Starting at the line that contains "shaped like (904,701)." and ending at the last line, copy those lines out again with "taillight" replaced by "rear lamp" and nothing else altered.

BEGIN MATERIAL SUPPLIED

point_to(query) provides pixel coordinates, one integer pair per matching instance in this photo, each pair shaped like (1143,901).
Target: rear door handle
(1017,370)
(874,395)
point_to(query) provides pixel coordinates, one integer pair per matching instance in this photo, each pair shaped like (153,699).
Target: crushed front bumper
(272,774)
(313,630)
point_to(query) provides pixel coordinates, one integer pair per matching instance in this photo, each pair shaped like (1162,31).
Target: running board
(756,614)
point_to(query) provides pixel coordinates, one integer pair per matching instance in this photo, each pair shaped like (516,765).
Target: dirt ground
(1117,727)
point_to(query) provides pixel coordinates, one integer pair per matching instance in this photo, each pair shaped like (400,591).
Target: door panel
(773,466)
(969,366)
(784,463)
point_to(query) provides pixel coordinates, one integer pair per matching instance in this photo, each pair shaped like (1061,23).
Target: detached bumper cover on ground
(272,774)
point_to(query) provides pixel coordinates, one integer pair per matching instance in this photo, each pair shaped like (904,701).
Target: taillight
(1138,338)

END MATERIAL SUPPLIED

*EXERCISE OUTPUT*:
point_to(query) provides pixel coordinates, one integer pair per matching instance in this photo, each pair shaped like (904,701).
Target: rear lamp
(1138,338)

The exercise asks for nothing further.